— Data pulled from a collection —

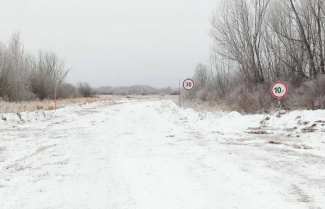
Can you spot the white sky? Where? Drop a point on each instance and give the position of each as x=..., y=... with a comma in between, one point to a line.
x=115, y=42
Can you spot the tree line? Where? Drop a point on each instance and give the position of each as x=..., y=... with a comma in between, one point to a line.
x=24, y=76
x=257, y=42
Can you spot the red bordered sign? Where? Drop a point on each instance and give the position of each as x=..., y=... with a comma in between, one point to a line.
x=279, y=90
x=188, y=84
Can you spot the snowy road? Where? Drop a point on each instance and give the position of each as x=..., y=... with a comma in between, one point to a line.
x=148, y=154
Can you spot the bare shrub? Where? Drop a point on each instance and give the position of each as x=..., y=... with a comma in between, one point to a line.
x=310, y=95
x=250, y=99
x=66, y=91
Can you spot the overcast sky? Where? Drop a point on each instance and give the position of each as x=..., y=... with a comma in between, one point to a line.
x=115, y=42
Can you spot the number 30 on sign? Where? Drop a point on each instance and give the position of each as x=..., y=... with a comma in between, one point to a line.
x=279, y=90
x=188, y=84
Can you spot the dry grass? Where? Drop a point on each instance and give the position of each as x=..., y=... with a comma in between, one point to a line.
x=16, y=107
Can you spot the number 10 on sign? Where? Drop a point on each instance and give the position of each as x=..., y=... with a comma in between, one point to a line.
x=279, y=90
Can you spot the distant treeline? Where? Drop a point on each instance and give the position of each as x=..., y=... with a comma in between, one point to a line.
x=24, y=76
x=135, y=90
x=258, y=42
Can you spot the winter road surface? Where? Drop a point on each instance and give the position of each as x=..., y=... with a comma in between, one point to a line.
x=148, y=154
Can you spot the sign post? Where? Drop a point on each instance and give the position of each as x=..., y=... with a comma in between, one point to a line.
x=55, y=94
x=279, y=90
x=179, y=94
x=188, y=84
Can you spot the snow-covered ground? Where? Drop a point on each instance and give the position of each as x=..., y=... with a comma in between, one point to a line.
x=149, y=154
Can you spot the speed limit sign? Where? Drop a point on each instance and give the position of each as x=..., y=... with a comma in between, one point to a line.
x=188, y=84
x=279, y=90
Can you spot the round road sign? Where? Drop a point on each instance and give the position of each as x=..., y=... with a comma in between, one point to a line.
x=279, y=90
x=188, y=84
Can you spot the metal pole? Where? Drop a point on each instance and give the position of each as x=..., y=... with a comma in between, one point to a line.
x=179, y=94
x=55, y=93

— What is being asked —
Convert everything in the data above from the line containing "Can you spot the sign" down to the line containing "x=149, y=154" into a Markdown table with the columns Row and Line. Number each row and omit blank lines.

— Full output —
| Row | Line |
|---|---|
| 1 | Can you spot the sign post? Where? Drop a point on each instance and give the position of each as x=..., y=... with a comma in between, one point to a line. |
| 2 | x=55, y=94 |
| 3 | x=279, y=90 |
| 4 | x=179, y=94 |
| 5 | x=188, y=84 |
| 6 | Can you spot the snow-covered ground? Where? Drop a point on each instance and give the position of each as x=..., y=... with a comma in between, one point to a line. |
| 7 | x=149, y=154 |